##### Data excerpts

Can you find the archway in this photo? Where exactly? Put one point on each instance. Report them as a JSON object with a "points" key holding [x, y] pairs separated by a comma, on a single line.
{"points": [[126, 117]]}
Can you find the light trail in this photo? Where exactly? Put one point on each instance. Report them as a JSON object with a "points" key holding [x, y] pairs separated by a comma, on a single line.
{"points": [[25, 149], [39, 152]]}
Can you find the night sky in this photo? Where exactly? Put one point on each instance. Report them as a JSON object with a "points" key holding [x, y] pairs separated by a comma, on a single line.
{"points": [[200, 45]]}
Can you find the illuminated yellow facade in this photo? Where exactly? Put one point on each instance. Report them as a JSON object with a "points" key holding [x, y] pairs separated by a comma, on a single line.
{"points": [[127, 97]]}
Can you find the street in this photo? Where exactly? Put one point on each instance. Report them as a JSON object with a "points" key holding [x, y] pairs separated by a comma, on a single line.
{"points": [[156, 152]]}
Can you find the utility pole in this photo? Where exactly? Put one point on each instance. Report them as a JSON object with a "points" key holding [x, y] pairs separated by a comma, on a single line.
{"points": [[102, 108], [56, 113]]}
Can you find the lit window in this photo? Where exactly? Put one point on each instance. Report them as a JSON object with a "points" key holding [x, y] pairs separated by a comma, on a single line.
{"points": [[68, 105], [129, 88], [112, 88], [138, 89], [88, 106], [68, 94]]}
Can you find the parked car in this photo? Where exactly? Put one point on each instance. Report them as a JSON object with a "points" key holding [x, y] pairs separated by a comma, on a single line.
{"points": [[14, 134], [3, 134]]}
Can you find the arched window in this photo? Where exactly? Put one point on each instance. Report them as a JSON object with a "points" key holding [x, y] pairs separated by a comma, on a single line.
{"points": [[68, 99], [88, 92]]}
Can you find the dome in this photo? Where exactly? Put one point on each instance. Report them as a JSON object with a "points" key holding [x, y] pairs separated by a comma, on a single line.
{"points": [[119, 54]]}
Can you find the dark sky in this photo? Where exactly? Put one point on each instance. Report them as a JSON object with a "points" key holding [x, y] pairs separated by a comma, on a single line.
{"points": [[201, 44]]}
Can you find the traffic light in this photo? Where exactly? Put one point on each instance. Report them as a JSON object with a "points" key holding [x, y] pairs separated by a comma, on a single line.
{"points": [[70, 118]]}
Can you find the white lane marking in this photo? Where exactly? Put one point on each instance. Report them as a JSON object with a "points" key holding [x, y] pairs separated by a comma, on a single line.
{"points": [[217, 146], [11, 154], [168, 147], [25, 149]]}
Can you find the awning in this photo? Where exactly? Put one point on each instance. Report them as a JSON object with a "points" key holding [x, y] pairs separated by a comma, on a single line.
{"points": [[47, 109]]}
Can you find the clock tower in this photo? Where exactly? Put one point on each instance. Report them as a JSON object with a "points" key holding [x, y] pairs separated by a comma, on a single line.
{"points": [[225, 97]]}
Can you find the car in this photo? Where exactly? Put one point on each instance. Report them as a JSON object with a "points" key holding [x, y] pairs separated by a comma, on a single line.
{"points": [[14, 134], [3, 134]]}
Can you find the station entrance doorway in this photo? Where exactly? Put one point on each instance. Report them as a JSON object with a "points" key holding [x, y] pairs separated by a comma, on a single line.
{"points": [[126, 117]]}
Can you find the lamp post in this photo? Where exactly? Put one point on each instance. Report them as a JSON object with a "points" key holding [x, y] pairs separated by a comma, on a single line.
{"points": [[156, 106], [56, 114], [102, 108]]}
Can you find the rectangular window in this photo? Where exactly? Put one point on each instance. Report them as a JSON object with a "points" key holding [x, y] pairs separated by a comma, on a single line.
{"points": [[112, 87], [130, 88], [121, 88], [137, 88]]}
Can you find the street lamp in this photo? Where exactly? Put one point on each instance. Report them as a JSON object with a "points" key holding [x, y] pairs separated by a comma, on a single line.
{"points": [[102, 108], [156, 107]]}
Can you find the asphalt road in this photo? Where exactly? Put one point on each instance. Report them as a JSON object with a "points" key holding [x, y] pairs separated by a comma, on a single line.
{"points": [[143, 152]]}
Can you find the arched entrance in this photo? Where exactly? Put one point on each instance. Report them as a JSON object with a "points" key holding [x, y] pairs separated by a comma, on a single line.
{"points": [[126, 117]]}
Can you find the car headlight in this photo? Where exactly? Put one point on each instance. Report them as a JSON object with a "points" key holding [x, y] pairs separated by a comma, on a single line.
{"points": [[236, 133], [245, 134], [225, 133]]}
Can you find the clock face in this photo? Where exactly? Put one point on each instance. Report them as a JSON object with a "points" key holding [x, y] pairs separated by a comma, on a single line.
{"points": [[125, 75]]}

##########

Problem requirements
Return all of the data above, keeping every line exactly as it appears.

Task answer
Can you find the archway in this photo? Where exactly? Put one point on each instance. Report them as a JSON object with a "points" key holding [x, y] pairs separated by a comma, on a single line.
{"points": [[126, 117]]}
Can you find the light trail in this photo? Where exactly? Put one point on each instance. Report them as a JSON object with a "points" key holding [x, y] pairs separated by a comma, on a single line.
{"points": [[25, 149], [39, 152]]}
Can you find the night sky in this photo? Where exactly? Put one point on each instance. Report them as a JSON object with a "points" key holding [x, y] pairs separated by a comma, on a single line.
{"points": [[200, 45]]}
Can you find the illuminated yellow facade in this photo? Where exactly? Put one point on each instance. Report them as a JSON object with a "points" key holding [x, y] pairs separated by a comma, on a single line.
{"points": [[127, 97]]}
Can you find the street in this photo? Where exactly? Put one point on each instance. Report them as a JSON object with a "points" key holding [x, y] pairs separated by a comma, on a single line.
{"points": [[156, 152]]}
Can you find the utility pole in this photo? Where exactly? Put one point on each instance. Report them as a JSON object with a "points" key holding [x, y] pairs separated by a comma, on a single line.
{"points": [[102, 108], [56, 113]]}
Can you find the lit window in this photo? Where exactly? Put one point on each instance. Report them as a JSON object with a "points" key holding [x, y] pairs separated by a comma, on a single line.
{"points": [[68, 105], [129, 88], [112, 88], [138, 89], [88, 106], [68, 94]]}
Can you find the parked car in this photo? Where exactly? Put one point on each instance. Report them as a JSON object with a "points" key holding [x, y] pairs separated by a comma, on a single line.
{"points": [[14, 134], [3, 134]]}
Can you find the arched window in this photo? Where exactly? Put one point on each instance. Report them as a JSON object with a "points" key holding [x, y] pairs separated by a comma, on a single line.
{"points": [[68, 99], [88, 92]]}
Can you find the dome in this photo? Where exactly? Put one point on each instance. Report them as a JSON object with a "points" key holding [x, y] pairs separated by a comma, on a single line.
{"points": [[119, 54]]}
Can you find the dark sky in this photo? Where exactly? Put one point on each instance. Report them as a JSON object with a "points" key holding [x, y] pairs separated by a comma, on a single line.
{"points": [[201, 44]]}
Can you find the traffic light in this photo? Where exactly? Put one point on each instance. Report them as a JSON object with a "points" key holding [x, y] pairs separated by a comma, on a single line.
{"points": [[70, 118]]}
Can you find the white lane marking in this photo? Where exactly? Put one point on each instance. Report them as a JSON object with a "points" key holding [x, y] pairs separated by a comma, on a single line.
{"points": [[217, 146], [11, 154], [168, 147], [25, 149]]}
Can you find the awning in this photo? Where exactly? Put one point on each instance. Report them as a JSON object with a "points" key holding [x, y] pairs separated by a comma, on a single line.
{"points": [[47, 109]]}
Can you find the clock tower in this photo? Where exactly? Put one point on each instance. Report them as a JSON object with a "points" key holding [x, y] pairs separated by a comma, on a single line.
{"points": [[225, 97]]}
Can you find the car in this photo? Where exactly? Put one point on each instance. Report them as a JSON object with a "points" key holding [x, y] pairs separated by a comma, on a single line.
{"points": [[14, 134], [3, 134]]}
Can you find the station entrance doorway in this photo? Where exactly? Put one point on each instance. Report them as a JSON object with a "points" key holding [x, y] pairs separated by a comma, on a single line.
{"points": [[126, 117]]}
Can you find the lamp post in this photo? Where exactly? Put one point on each instance. Report them as a JSON object with a "points" key holding [x, y] pairs separated by a comma, on a single line.
{"points": [[156, 106], [56, 114], [102, 108]]}
Can you find the rectangular window in this photo? Where exactly? Put one point on each instance. Report them as a JSON object with a "points" key holding [x, y] pairs separated by a comma, on a single line.
{"points": [[112, 87], [130, 88], [121, 88], [137, 88]]}
Can you find the street lamp in this photo? Where exactly? Put one point on each instance. Report them as a JSON object with a "points" key holding [x, y] pairs separated by a comma, on a single line.
{"points": [[102, 108], [156, 107]]}
Can you find the asphalt road in this photo? Where exactly? Put one point on each instance. Report them as a JSON object with a "points" key holding [x, y] pairs separated by a comma, on a single line.
{"points": [[143, 152]]}
Can you find the arched entrance in this photo? Where exactly? Put one point on each instance. Report them as a JSON object with a "points" key holding [x, y] pairs separated by a comma, on a single line.
{"points": [[126, 117]]}
Can you find the car headlight in this photo? Where exactly? Put one point on each instance. Report them as a JSON object with a "points" key holding [x, y] pairs separated by a comma, on a single line.
{"points": [[236, 133], [245, 134], [225, 133]]}
Can you find the clock face in this photo? Where exactly? Put one point on each instance. Report them as a JSON object with a "points" key holding [x, y] pairs separated by a comma, on a single line.
{"points": [[125, 75]]}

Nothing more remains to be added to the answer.